About this exercise:
Below are some records; copy each line in them that contains "corner".

Data extracts:
####

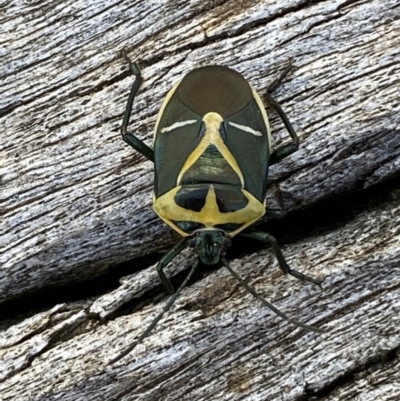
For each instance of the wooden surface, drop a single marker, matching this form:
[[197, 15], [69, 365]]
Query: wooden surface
[[75, 202]]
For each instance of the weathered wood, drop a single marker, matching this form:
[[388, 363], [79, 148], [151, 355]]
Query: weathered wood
[[75, 201]]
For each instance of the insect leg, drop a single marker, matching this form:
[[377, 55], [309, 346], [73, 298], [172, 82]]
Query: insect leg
[[253, 292], [158, 317], [165, 260], [129, 138], [284, 150], [267, 238]]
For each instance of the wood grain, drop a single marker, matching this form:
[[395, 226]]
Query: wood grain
[[75, 202]]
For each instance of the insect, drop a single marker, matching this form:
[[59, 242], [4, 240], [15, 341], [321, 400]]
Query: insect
[[212, 150]]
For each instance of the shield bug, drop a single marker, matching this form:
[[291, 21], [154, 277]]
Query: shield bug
[[212, 150]]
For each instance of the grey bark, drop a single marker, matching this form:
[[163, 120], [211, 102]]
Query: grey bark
[[75, 201]]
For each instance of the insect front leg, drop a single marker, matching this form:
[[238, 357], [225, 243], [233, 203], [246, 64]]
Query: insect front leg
[[128, 137], [285, 150], [165, 260]]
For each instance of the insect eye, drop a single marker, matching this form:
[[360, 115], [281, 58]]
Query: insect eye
[[191, 242]]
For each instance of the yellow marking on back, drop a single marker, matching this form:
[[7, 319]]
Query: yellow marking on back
[[212, 136], [167, 209]]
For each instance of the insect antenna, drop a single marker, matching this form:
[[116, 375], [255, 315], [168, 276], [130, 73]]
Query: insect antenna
[[158, 317], [253, 292]]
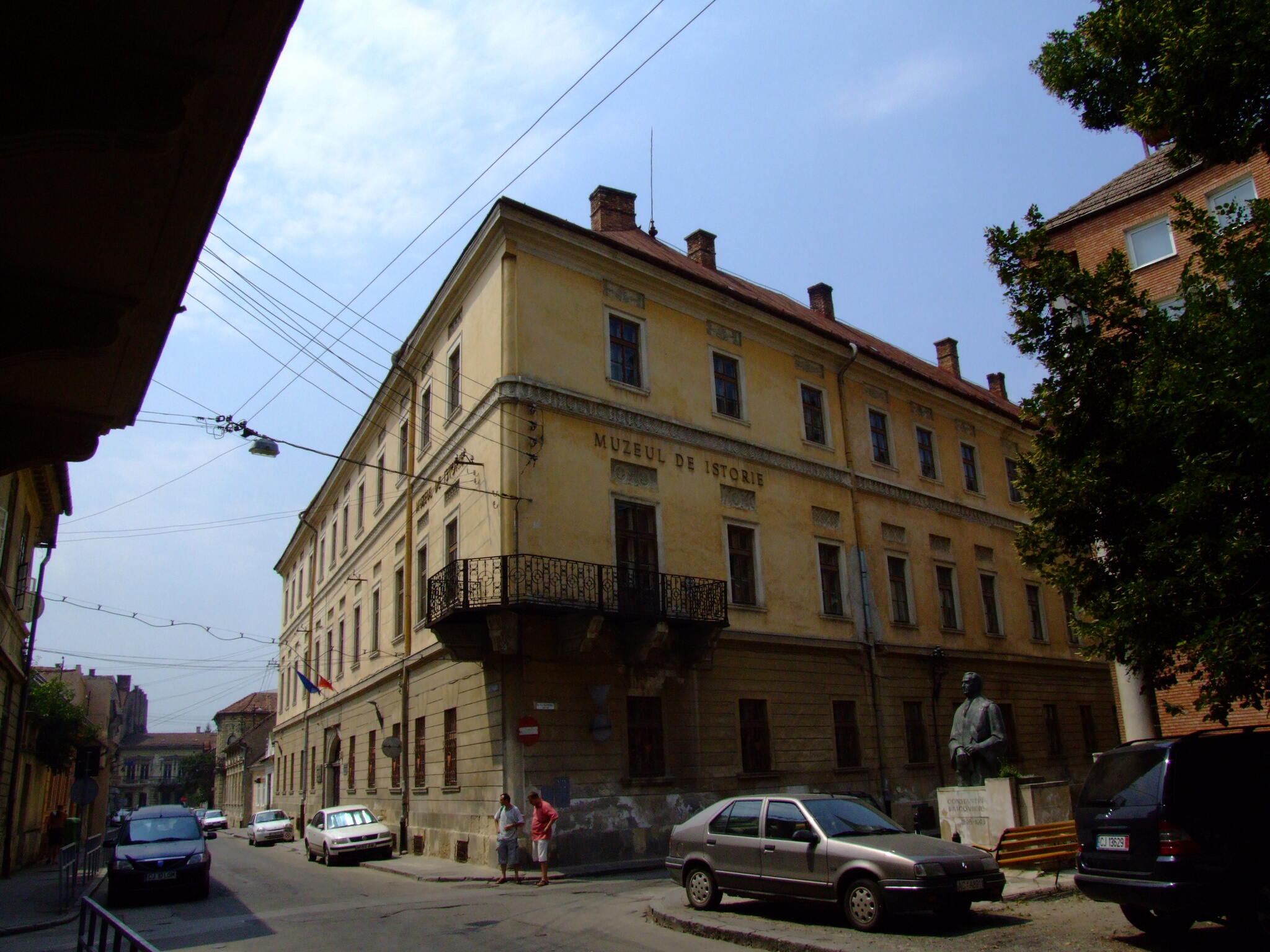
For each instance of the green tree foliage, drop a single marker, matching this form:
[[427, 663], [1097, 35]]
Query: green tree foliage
[[198, 772], [64, 725], [1191, 70], [1150, 478]]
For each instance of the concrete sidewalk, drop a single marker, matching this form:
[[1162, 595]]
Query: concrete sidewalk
[[29, 901]]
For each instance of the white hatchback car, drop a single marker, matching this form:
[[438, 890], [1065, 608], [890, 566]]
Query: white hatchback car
[[350, 831], [270, 827]]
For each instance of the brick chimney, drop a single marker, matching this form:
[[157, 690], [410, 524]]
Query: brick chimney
[[822, 299], [945, 351], [613, 209], [701, 248]]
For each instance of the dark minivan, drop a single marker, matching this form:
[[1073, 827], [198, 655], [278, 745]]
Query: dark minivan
[[161, 848], [1173, 829]]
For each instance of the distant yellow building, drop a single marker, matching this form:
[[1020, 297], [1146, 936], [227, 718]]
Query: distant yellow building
[[636, 532]]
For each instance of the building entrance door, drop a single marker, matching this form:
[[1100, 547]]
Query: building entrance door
[[638, 591]]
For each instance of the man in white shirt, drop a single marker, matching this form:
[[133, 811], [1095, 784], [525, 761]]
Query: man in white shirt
[[508, 822]]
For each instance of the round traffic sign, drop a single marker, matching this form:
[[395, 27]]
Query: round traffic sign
[[527, 730]]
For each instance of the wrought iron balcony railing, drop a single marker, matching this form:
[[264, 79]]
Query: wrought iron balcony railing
[[562, 584]]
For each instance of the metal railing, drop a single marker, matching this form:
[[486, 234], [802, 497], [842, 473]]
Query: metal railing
[[522, 580], [102, 932]]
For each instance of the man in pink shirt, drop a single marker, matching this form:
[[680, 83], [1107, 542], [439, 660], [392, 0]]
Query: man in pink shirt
[[540, 832]]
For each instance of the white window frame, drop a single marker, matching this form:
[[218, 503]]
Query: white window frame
[[1128, 242], [760, 594], [935, 452], [744, 397], [825, 412], [957, 596], [843, 592], [642, 325]]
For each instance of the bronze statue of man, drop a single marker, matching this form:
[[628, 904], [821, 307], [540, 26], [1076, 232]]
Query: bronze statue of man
[[978, 735]]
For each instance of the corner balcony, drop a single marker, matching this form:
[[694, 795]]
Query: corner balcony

####

Problem solution:
For each instance of the corner balcony, drop a single marker, matching this form:
Query: corner balcony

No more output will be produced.